▶ **YOUR GOAL**:
Take the lines from the beginning of the data below through the line holding "Return the segmentation of every instance of the white" and return exactly those.

(Saved entries)
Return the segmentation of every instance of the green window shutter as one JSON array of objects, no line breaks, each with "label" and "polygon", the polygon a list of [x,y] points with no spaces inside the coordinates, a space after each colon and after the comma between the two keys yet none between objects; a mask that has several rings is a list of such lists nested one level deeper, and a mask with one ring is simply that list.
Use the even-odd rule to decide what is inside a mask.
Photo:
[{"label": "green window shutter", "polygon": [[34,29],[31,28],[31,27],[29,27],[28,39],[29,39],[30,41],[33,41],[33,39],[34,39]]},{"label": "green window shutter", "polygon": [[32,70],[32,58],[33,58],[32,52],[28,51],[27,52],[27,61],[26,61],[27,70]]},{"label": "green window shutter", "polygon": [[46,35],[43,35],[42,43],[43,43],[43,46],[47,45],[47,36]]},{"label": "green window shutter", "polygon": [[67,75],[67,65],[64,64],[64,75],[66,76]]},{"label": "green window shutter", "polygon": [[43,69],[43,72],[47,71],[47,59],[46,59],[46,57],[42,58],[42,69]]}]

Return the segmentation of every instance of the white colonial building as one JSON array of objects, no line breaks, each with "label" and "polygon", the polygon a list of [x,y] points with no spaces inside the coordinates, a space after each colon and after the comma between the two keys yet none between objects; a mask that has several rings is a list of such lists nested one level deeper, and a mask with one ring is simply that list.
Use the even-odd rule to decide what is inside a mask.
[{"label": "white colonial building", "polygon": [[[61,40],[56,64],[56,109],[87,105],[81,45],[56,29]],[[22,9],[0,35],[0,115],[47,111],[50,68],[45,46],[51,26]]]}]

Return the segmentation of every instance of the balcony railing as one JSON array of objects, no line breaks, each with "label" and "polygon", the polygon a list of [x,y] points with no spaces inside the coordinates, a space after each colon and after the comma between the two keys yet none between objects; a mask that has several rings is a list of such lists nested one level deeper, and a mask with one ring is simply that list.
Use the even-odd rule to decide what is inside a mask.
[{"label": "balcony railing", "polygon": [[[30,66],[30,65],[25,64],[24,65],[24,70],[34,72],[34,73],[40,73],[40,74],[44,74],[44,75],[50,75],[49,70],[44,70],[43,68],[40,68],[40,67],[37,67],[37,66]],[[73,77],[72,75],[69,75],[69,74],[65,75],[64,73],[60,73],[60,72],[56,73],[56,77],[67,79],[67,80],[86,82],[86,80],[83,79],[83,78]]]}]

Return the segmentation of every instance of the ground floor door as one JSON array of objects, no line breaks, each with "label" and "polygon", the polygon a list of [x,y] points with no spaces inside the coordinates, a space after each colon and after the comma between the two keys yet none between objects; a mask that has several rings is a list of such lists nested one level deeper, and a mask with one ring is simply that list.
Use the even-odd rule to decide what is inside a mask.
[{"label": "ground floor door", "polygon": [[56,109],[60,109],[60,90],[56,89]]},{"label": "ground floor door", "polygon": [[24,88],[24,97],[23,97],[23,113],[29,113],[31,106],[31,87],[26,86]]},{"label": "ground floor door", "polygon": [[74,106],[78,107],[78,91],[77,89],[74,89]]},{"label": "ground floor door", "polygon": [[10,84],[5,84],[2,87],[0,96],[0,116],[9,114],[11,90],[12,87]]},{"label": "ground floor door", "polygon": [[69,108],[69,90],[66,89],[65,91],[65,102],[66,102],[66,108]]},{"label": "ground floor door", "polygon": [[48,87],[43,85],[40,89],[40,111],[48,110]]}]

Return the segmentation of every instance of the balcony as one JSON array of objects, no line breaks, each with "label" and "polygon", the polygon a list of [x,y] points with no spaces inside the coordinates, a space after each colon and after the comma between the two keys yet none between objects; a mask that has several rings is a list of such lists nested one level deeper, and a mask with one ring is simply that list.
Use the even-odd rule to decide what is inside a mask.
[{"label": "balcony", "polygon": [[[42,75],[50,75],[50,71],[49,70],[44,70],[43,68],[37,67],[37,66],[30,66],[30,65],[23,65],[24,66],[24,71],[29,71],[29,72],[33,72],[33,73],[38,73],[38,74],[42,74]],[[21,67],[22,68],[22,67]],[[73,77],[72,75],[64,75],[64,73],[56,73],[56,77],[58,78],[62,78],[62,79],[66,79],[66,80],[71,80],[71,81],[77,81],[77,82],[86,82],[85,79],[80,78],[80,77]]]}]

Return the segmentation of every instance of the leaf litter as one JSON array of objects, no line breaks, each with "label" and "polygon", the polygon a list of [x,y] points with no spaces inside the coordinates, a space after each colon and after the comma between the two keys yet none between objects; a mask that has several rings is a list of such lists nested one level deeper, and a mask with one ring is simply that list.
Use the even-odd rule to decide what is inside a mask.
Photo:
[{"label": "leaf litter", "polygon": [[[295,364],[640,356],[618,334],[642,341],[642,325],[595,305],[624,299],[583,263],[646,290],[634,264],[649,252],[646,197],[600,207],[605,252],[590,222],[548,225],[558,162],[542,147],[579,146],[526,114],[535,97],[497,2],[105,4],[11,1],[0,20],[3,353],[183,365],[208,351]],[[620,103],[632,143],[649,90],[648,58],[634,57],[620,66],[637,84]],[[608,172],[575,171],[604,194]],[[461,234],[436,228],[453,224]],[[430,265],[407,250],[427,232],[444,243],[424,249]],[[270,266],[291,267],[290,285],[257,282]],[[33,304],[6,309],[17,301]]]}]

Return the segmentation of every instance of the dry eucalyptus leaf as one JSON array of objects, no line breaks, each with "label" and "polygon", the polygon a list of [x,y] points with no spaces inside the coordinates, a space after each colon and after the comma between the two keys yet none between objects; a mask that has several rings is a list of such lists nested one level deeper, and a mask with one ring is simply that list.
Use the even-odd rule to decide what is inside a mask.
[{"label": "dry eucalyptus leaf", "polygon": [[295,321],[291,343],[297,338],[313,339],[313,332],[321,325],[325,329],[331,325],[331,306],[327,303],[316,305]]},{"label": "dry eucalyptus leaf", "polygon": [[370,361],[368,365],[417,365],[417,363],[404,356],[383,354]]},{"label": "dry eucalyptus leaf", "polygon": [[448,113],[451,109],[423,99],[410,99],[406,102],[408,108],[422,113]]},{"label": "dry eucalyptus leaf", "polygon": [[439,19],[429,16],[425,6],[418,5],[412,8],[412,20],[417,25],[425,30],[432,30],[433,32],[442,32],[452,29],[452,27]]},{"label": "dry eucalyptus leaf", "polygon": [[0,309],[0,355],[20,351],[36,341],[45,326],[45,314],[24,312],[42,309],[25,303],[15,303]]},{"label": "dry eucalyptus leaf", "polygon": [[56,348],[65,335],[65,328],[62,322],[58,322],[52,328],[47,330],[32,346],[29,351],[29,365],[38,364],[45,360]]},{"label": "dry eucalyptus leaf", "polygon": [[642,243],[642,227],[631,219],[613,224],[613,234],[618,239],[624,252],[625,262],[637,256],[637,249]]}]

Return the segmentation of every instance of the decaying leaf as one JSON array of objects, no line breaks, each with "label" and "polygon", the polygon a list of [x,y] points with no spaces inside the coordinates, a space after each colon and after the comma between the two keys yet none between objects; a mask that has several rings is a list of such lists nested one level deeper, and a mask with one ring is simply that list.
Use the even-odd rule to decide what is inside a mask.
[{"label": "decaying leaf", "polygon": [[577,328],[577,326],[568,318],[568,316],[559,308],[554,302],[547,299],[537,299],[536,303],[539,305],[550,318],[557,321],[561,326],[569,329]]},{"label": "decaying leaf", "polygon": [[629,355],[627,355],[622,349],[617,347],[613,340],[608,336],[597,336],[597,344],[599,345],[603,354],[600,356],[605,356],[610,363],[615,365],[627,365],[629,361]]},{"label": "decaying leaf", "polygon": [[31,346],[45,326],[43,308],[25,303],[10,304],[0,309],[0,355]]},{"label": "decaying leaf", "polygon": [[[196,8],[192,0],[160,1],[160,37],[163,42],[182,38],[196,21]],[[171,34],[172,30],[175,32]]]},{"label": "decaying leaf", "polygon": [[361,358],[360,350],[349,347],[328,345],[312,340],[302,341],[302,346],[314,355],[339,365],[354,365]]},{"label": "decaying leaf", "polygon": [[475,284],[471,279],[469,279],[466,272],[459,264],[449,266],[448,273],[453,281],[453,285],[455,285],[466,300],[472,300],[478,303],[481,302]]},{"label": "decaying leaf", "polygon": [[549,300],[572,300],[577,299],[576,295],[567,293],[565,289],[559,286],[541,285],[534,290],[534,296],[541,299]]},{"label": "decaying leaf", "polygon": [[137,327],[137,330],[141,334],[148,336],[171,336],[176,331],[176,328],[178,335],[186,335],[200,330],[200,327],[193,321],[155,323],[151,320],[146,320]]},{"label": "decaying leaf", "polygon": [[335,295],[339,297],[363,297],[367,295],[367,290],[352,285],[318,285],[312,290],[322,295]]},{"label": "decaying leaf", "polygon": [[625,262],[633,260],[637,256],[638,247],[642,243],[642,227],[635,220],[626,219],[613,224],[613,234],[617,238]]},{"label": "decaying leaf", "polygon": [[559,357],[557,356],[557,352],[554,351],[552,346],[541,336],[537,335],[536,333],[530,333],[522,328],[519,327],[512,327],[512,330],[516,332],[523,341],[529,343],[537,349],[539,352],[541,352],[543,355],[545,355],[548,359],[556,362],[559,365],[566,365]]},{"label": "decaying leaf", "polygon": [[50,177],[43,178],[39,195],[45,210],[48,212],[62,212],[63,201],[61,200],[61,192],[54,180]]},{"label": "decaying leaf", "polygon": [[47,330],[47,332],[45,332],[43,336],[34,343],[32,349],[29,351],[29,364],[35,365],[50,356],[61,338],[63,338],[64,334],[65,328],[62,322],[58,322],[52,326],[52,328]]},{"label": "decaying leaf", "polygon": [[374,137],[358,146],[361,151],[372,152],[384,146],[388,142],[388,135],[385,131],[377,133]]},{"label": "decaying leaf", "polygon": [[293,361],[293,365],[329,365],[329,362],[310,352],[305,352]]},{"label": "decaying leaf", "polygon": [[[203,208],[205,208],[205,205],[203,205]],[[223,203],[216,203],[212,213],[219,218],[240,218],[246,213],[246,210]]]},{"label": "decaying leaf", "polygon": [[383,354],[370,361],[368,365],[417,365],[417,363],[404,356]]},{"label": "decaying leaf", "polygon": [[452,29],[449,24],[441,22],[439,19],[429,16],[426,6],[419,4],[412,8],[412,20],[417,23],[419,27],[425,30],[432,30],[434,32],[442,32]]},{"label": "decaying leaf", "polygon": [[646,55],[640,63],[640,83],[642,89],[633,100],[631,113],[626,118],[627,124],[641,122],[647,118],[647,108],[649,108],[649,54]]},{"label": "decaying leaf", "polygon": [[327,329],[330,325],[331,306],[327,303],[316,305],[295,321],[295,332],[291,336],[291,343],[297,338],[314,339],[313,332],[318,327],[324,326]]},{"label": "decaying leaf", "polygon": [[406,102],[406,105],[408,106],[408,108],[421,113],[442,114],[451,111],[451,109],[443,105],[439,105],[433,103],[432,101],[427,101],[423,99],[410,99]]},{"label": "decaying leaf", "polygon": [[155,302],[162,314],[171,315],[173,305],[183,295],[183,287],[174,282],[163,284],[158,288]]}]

▶ **THE COMPLETED TASK**:
Return the segmentation of every instance of the green window shutter as one JSON array of objects, no line breaks, each with "label" and "polygon", the polygon a list of [x,y] points with no spaces inside the coordinates, a space after each colon and after the comma between the two keys yet none between objects; a mask that has several rings is a list of such lists nested one level deeper, and a mask with one ring is simply that list.
Use the even-odd rule to decide what is inside a mask.
Photo:
[{"label": "green window shutter", "polygon": [[34,29],[31,28],[31,27],[29,27],[28,39],[29,39],[30,41],[33,41],[33,39],[34,39]]},{"label": "green window shutter", "polygon": [[32,70],[32,58],[33,58],[32,52],[28,51],[27,52],[27,61],[26,61],[27,70]]},{"label": "green window shutter", "polygon": [[46,35],[43,35],[42,43],[43,43],[43,46],[47,45],[47,36]]},{"label": "green window shutter", "polygon": [[67,75],[67,65],[64,64],[64,75],[66,76]]},{"label": "green window shutter", "polygon": [[43,69],[43,72],[47,71],[47,59],[46,59],[46,57],[42,58],[42,69]]}]

Return the segmentation of every instance of the white colonial building as one JSON array of objects, no line breaks, each with "label" and "polygon", the polygon a list of [x,y] points with no spaces inside the coordinates, a space after each colon and after the comma between the two keys yet none between objects; a mask that has several rings is a list of such lists nested one level deeper, and a mask with one ring is simply that list.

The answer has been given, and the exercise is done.